* _Задание_
Воспроизведите без изменений фрагмент извлечённого текста: всё от слов «Как-то Лиду с» вплоть до слов «сенокосе в Гричиновичах.».

──────── Извлечённый текст

Главную улицу Тимошевичей разделяли массивные ворота. По обе стороны жили люди двух сортов: шляхтичи и мужики. Последним заказано ходить в панский лес за ягодами и грибами без «квита». Он, естественно, стоил денег. А где их взять, если работы как таковой не существовало. А когда и была, то в основном для шляхтичей. Если же смельчаки-безбилетники попадались леснику за тихой охотой, то он обязательно разбивал глиняный кувшин с черникой или клюквой и выписывал штраф. И не только за это.
Как-то Лиду с мамой и маленьким Павликом, пасших коров, застал ливень. Женщина с сынишкой поспешила домой, приказав вести бурёнок девочке самой. По дороге животные свернули в дубраву, что считалась панской территорией. Увидевший «преступление» лесник-поляк помог отогнать коров ко двору и приказал: «Пусть мать вечером зайдёт. Штраф ей положен!» В итоге, едва уговорив надзирателя не взыскивать за «проступок» дочери деньги, женщина день дотемна отработала на сенокосе в Гричиновичах.
Незадолго до 1939-го в Залютичах поляки поставили, укрепив, военный пост. Каждого, кто пытался перейти польско-белорусскую границу, автоматически считали шпионом. Для них, а никакие доводы о родственных и кровных узах по ту сторону межи не принимались в расчёт, придумали пытки. Для начала бросали в камеру, где сверху лилась ледяная вода. Она наполняла помещение, доходя заключённому до колен. Затем, чтобы человек стал разговорчив, его клали на пол, плотно прижимая голову к стене, и били по пяткам чем-либо тяжёлым. В процессе арестант каждый раз ударялся головой о перегородку. Стоило жертве отдалиться от стены, как «шпиона» снова отправляли в исходную позицию для последующей экзекуции.

────────────────
──────── Раздел данных

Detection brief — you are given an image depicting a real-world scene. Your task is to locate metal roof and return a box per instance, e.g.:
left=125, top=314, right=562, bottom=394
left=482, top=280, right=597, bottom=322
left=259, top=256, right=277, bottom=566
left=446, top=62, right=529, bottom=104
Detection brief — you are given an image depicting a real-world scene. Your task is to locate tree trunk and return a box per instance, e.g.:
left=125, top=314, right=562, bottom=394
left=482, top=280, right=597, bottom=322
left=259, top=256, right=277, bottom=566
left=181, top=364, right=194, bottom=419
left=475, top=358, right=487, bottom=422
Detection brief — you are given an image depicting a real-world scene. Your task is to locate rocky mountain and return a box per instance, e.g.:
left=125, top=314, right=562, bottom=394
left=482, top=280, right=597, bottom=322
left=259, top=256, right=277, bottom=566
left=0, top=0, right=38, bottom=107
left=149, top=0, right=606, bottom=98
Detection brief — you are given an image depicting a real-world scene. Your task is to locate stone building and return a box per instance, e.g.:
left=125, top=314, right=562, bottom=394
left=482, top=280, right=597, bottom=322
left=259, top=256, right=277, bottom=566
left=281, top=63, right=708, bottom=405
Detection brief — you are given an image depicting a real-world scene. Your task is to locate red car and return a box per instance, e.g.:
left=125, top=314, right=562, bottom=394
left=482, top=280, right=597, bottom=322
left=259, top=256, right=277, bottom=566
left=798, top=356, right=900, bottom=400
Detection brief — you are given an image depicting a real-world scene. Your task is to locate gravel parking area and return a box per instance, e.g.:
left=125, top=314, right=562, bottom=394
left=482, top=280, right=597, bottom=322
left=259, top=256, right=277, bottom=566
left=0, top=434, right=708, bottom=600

────────────────

* _Образец решения_
Как-то Лиду с мамой и маленьким Павликом, пасших коров, застал ливень. Женщина с сынишкой поспешила домой, приказав вести бурёнок девочке самой. По дороге животные свернули в дубраву, что считалась панской территорией. Увидевший «преступление» лесник-поляк помог отогнать коров ко двору и приказал: «Пусть мать вечером зайдёт. Штраф ей положен!» В итоге, едва уговорив надзирателя не взыскивать за «проступок» дочери деньги, женщина день дотемна отработала на сенокосе в Гричиновичах.